## begin Working data

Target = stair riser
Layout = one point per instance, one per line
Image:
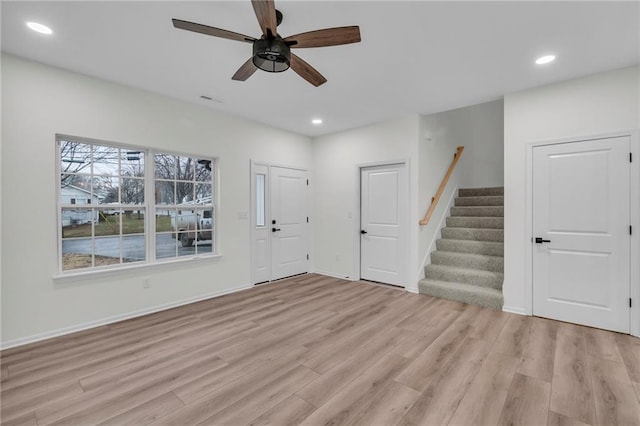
(479, 201)
(475, 222)
(464, 276)
(494, 263)
(478, 211)
(474, 247)
(496, 235)
(488, 301)
(480, 192)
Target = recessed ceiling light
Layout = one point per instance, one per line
(545, 59)
(39, 28)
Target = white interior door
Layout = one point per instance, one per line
(383, 205)
(581, 213)
(289, 215)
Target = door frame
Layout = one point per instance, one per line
(254, 164)
(405, 215)
(634, 249)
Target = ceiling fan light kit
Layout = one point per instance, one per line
(271, 52)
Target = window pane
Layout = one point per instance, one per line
(203, 193)
(185, 169)
(133, 248)
(260, 212)
(204, 222)
(108, 224)
(165, 192)
(164, 219)
(165, 166)
(133, 221)
(75, 157)
(204, 247)
(184, 192)
(106, 190)
(132, 191)
(105, 161)
(132, 163)
(203, 170)
(185, 246)
(107, 250)
(76, 223)
(166, 246)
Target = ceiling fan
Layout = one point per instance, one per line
(271, 52)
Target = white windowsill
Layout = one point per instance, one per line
(75, 276)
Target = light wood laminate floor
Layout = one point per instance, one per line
(316, 350)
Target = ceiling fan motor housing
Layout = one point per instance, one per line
(271, 54)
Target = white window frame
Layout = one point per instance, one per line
(149, 206)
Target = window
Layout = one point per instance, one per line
(184, 208)
(260, 196)
(120, 184)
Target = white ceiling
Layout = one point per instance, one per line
(415, 57)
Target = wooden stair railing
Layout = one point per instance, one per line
(436, 198)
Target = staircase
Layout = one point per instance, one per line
(468, 263)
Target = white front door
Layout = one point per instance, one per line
(289, 216)
(383, 204)
(581, 222)
(279, 220)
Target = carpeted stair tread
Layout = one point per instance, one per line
(468, 263)
(464, 275)
(475, 234)
(490, 200)
(475, 222)
(479, 192)
(489, 248)
(468, 260)
(478, 211)
(461, 292)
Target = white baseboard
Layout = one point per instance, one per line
(332, 275)
(515, 310)
(116, 318)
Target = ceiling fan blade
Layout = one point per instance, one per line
(306, 71)
(212, 31)
(266, 14)
(327, 37)
(245, 71)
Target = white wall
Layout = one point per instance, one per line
(596, 104)
(39, 101)
(480, 129)
(335, 182)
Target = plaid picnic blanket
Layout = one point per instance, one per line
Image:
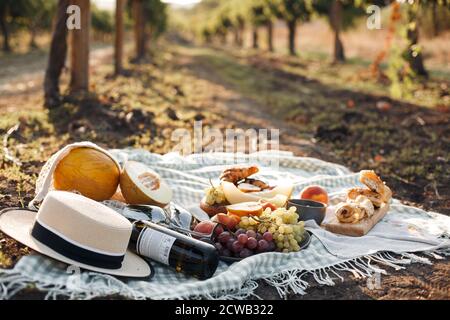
(328, 257)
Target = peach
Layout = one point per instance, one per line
(315, 193)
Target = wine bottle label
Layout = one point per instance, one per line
(155, 245)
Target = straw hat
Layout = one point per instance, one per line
(78, 231)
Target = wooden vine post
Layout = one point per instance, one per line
(119, 35)
(139, 28)
(79, 50)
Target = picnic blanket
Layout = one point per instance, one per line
(404, 236)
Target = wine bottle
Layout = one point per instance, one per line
(184, 254)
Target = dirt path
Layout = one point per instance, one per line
(416, 281)
(224, 90)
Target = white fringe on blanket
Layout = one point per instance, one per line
(287, 282)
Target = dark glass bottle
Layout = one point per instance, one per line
(184, 254)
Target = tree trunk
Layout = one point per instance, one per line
(5, 31)
(33, 31)
(255, 38)
(414, 55)
(435, 18)
(241, 35)
(57, 55)
(336, 24)
(118, 41)
(270, 36)
(292, 27)
(139, 28)
(236, 37)
(79, 50)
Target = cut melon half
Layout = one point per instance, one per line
(141, 185)
(234, 195)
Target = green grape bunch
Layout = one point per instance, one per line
(282, 223)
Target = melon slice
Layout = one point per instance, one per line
(141, 185)
(234, 195)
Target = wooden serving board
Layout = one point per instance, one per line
(359, 229)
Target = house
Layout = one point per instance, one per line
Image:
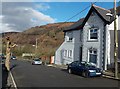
(90, 39)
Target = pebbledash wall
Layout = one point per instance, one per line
(104, 44)
(111, 44)
(63, 58)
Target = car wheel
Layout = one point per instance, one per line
(85, 74)
(69, 71)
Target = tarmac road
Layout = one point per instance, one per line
(27, 75)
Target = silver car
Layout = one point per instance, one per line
(36, 61)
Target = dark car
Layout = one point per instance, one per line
(84, 68)
(13, 58)
(2, 58)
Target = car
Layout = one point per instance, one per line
(85, 69)
(2, 58)
(36, 61)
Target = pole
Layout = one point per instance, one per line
(115, 42)
(36, 46)
(8, 53)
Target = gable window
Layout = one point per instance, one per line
(69, 37)
(93, 34)
(92, 55)
(65, 53)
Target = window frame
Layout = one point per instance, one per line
(93, 32)
(92, 53)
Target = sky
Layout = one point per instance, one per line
(19, 16)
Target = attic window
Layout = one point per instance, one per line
(93, 13)
(93, 34)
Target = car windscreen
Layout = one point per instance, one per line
(36, 59)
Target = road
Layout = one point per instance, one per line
(27, 75)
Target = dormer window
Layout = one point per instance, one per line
(93, 13)
(69, 37)
(93, 34)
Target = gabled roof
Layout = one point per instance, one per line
(101, 12)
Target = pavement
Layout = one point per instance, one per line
(17, 71)
(106, 74)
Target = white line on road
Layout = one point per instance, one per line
(13, 81)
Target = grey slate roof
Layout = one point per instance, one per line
(101, 13)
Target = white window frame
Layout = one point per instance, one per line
(65, 53)
(93, 33)
(69, 37)
(93, 50)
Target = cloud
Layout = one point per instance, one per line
(21, 16)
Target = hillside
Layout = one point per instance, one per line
(49, 38)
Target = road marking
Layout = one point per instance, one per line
(13, 81)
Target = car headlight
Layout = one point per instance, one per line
(91, 70)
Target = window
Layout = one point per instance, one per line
(93, 34)
(93, 55)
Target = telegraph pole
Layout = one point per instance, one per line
(36, 46)
(8, 53)
(115, 42)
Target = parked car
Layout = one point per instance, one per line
(2, 58)
(36, 61)
(84, 68)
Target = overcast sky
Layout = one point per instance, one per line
(23, 14)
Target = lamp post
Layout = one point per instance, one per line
(115, 42)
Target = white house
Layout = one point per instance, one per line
(90, 39)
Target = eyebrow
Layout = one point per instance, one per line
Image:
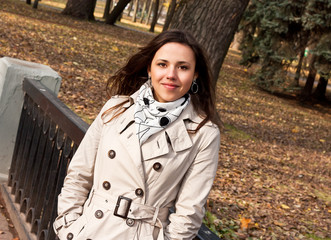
(180, 62)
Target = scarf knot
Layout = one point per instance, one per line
(152, 116)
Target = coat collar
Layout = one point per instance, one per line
(157, 145)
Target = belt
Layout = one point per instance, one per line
(124, 207)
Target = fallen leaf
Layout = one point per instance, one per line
(285, 206)
(244, 223)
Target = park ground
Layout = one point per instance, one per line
(274, 176)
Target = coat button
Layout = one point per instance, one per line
(130, 222)
(106, 185)
(70, 236)
(139, 192)
(98, 214)
(111, 154)
(157, 166)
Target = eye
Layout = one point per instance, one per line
(162, 65)
(183, 67)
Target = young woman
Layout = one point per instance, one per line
(154, 146)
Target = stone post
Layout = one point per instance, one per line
(12, 73)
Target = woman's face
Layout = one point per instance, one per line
(172, 71)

## end Working data

What the exercise asks: Quote the entries in full. Any image among them is to be omitted from the copy.

Answer:
Target = stair riser
Layout = one point per instance, one per line
Image:
(479, 201)
(475, 222)
(464, 276)
(494, 263)
(478, 211)
(474, 247)
(496, 235)
(488, 301)
(480, 192)
Target = recessed ceiling light
Layout = one point per instance, one per line
(545, 59)
(39, 28)
Target = white interior door
Layout = one point per instance, one per line
(383, 205)
(581, 213)
(289, 215)
Target = door frame
Layout = one point per instance, one per line
(254, 164)
(405, 215)
(634, 249)
Target = ceiling fan light kit
Layout = one point per instance, one per line
(271, 52)
Target = window pane
Layout = one point per instance, one per line
(203, 193)
(185, 169)
(133, 248)
(260, 212)
(204, 222)
(108, 224)
(165, 192)
(164, 219)
(165, 166)
(133, 221)
(75, 157)
(204, 247)
(184, 192)
(106, 190)
(132, 191)
(105, 161)
(132, 163)
(203, 170)
(185, 246)
(107, 250)
(76, 223)
(166, 246)
Target = ceiling fan
Layout = one point per instance, one per line
(271, 52)
Target = white windowsill
Layout = one point per instance, one per line
(75, 276)
Target = light wood laminate floor
Layout = one point per instance, one per line
(316, 350)
Target = ceiling fan motor housing
Layout = one point per instance, one per line
(271, 54)
Target = white window frame
Layout = one point per instance, one per line
(149, 206)
Target = window
Layout = one point per instance, one per line
(184, 208)
(260, 196)
(120, 184)
Target = white ceiling
Layout = one point per instance, one per line
(415, 57)
Target = wooden stair railing
Layout = one point per instance, one per line
(436, 198)
Target = staircase
Layout = one point per instance, one per line
(468, 263)
Target = white front door
Layout = one point per instance, one per line
(289, 216)
(383, 204)
(581, 222)
(279, 220)
Target = carpeted stair tread
Layout = one point per instance, one per line
(468, 263)
(464, 275)
(475, 234)
(490, 200)
(475, 222)
(479, 192)
(489, 248)
(468, 260)
(478, 211)
(461, 292)
Target = white baseboard
Layout = one point per instance, one per line
(332, 275)
(515, 310)
(116, 318)
Target = ceiling fan blade
Layout = one point per instance, one per line
(306, 71)
(212, 31)
(266, 14)
(327, 37)
(245, 71)
Target = white wall
Layout = one point per instance, one per line
(596, 104)
(39, 101)
(480, 129)
(335, 182)
Target = plaid picnic blanket
Layout = one point per instance, one per line
Image:
(328, 257)
Target = peach
Layout = one point per instance, one per line
(315, 193)
Target = wine bottle label
Layout = one point per instance, one per line
(155, 245)
Target = straw hat
Layout = one point per instance, one per line
(78, 231)
Target = wooden vine post
Layout = one point per instance, one per line
(119, 35)
(139, 28)
(79, 50)
Target = picnic blanket
Layout = one point per instance, one per line
(404, 236)
Target = wine bottle
Layout = one point per instance, one per line
(184, 254)
Target = dirt path
Layout = one point per instance, one per line
(416, 281)
(224, 90)
Target = white fringe on blanket
Layout = one point per instance, one per line
(287, 282)
Target = dark glass bottle
Layout = one point per instance, one per line
(184, 254)
Target = tree trunk
Layout = one point per instance, one per line
(5, 31)
(33, 31)
(255, 38)
(414, 55)
(435, 18)
(241, 35)
(57, 55)
(336, 24)
(118, 41)
(270, 36)
(292, 27)
(139, 28)
(236, 37)
(79, 50)
Target = cut melon half
Layout = one point per instance, one per line
(141, 185)
(234, 195)
Target = green grape bunch
Layout = one point per instance, one per line
(282, 223)
Target = melon slice
Layout = one point per instance, one per line
(141, 185)
(234, 195)
Target = wooden serving board
Layout = one point per instance, one per line
(359, 229)
Target = house
Layout = one point per instance, one per line
Image:
(90, 39)
Target = pebbledash wall
Layout = one point per instance, one per line
(104, 44)
(111, 44)
(63, 58)
Target = car wheel
Layout = one point per instance, one per line
(85, 74)
(69, 71)
Target = tarmac road
Layout = one point per instance, one per line
(27, 75)
Target = silver car
Layout = one point per instance, one per line
(36, 61)
Target = dark car
Layout = one point per instance, one per line
(84, 68)
(13, 58)
(2, 58)
Target = car
Layout = one point per instance, one per line
(85, 69)
(2, 58)
(36, 61)
Target = pole
Layout = one point per instance, one per line
(115, 42)
(36, 46)
(8, 53)
Target = gable window
Layout = one point per instance, one per line
(69, 37)
(93, 34)
(92, 55)
(65, 53)
Target = window frame
Layout = one point per instance, one per line
(93, 32)
(92, 53)
Target = sky
Layout = one point per instance, one per line
(19, 16)
Target = attic window
Layout = one point per instance, one per line
(93, 13)
(93, 34)
Target = car windscreen
Layout = one point per instance, one per line
(36, 59)
Target = road
Layout = one point per instance, one per line
(27, 75)
Target = dormer window
Layout = one point per instance, one per line
(93, 13)
(69, 37)
(93, 34)
Target = gabled roof
Layout = one point per instance, one per line
(101, 12)
Target = pavement
Layout = one point per instance, one per line
(17, 71)
(106, 74)
Target = white line on road
Layout = one point per instance, one per line
(13, 81)
Target = grey slate roof
Layout = one point per instance, one per line
(101, 13)
Target = white window frame
Layout = one point per instance, one per line
(65, 53)
(93, 33)
(69, 37)
(93, 50)
Target = cloud
Layout = one point per instance, one per line
(21, 16)
Target = hillside
Layout = one point per instance, one per line
(49, 38)
Target = road marking
Layout = one point per instance, one per line
(13, 81)
Target = car headlight
Layout = one point per instance, one per line
(91, 70)
Target = window
Layout = one point per instance, one per line
(93, 34)
(93, 55)
Target = telegraph pole
Layout = one point per instance, one per line
(36, 46)
(8, 53)
(115, 42)
Target = parked car
Layout = one point per instance, one per line
(2, 58)
(36, 61)
(84, 68)
Target = overcast sky
Layout = one point per instance, one per line
(23, 14)
Target = lamp post
Layout = one point per instance, one per line
(115, 42)
Target = white house
Layout = one point per instance, one per line
(90, 39)
Target = eyebrow
Layout = one point per instance, one per line
Image:
(180, 62)
Target = scarf knot
Layout = one point per instance, one per line
(152, 116)
Target = coat collar
Layout = one point per instance, one per line
(157, 145)
Target = belt
Layout = one point per instance, one per line
(124, 207)
Target = fallen leaf
Layout = one point per instance, one per line
(285, 206)
(244, 223)
Target = park ground
Layout = one point per instance, one per line
(274, 176)
Target = coat button
Layout = one point per instance, one per line
(130, 222)
(106, 185)
(70, 236)
(139, 192)
(98, 214)
(111, 154)
(157, 166)
Target = eye
Layout = one point per instance, one per line
(162, 65)
(183, 67)
Target = young woman
Layout = one point per instance, one per line
(154, 146)
Target = stone post
Layout = one point per instance, one per line
(12, 73)
Target = woman's face
Layout = one point per instance, one per line
(172, 71)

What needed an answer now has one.